» Text section:
★ ★ ★ ★ ★

Fast-moving developments in the Middle East and North Africa have resulted in the swift imposition of new U.S. and EU trade sanctions.  Companies doing business in the region must be aware of the sanctions and should carefully screen all parties and terms of transactions in order to avoid risking substantial penalties and significant damage to their reputations.


Popular uprisings throughout the Middle East and North Africa have prompted efforts by the United Nations and by governments, including the United States and European Union, to support democratic principles by imposing trade sanctions against autocratic regimes and affiliated parties.  Sanctions against parties in Syria and Libya have been imposed broadly and quickly this year and, to address continual changes effected by the popular uprisings, the sanctions have been relaxed and/or expanded accordingly.  Companies doing business in or with parties in this region should be aware of the ever-changing sanctions landscape and carefully screen all parties to transactions to ensure compliance with the rules.  Failure to do so can result in significant penalties and considerable reputational damage.

★ ★ ★ ★ ★

» Supplied data:
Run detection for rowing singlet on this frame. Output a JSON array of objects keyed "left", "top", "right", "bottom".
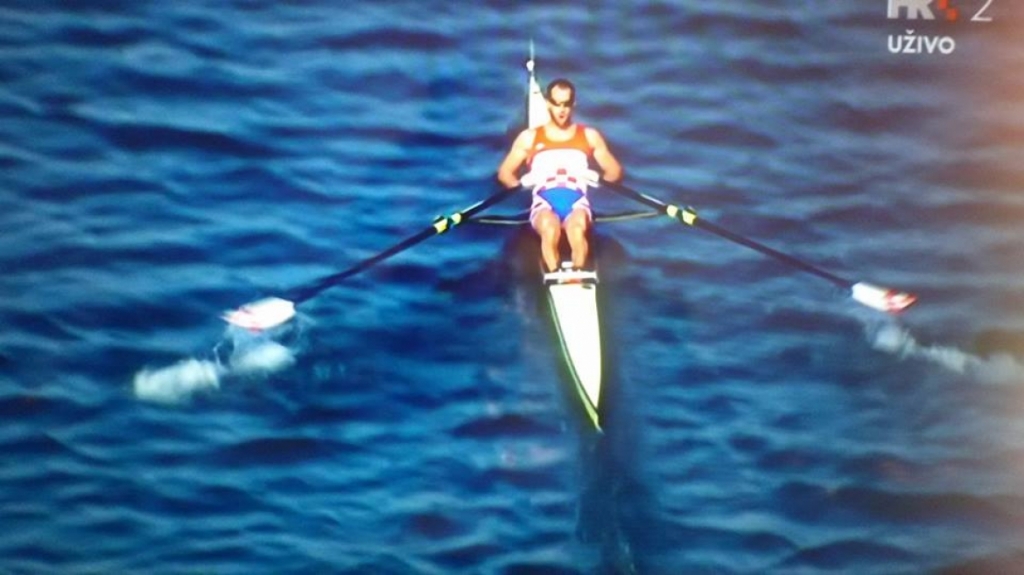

★ ★ ★ ★ ★

» Stated exercise 1: Name each government or international body that the text on Middle East and North Africa trade sanctions mentions as imposing or supporting sanctions.
» Stated exercise 2: Please echo the sanctions text between "Popular uprisings throughout" and "considerable reputational damage.", inclusive.

» Right answer 1:
United Nations
United States
European Union

» Right answer 2:
Popular uprisings throughout the Middle East and North Africa have prompted efforts by the United Nations and by governments, including the United States and European Union, to support democratic principles by imposing trade sanctions against autocratic regimes and affiliated parties.  Sanctions against parties in Syria and Libya have been imposed broadly and quickly this year and, to address continual changes effected by the popular uprisings, the sanctions have been relaxed and/or expanded accordingly.  Companies doing business in or with parties in this region should be aware of the ever-changing sanctions landscape and carefully screen all parties to transactions to ensure compliance with the rules.  Failure to do so can result in significant penalties and considerable reputational damage.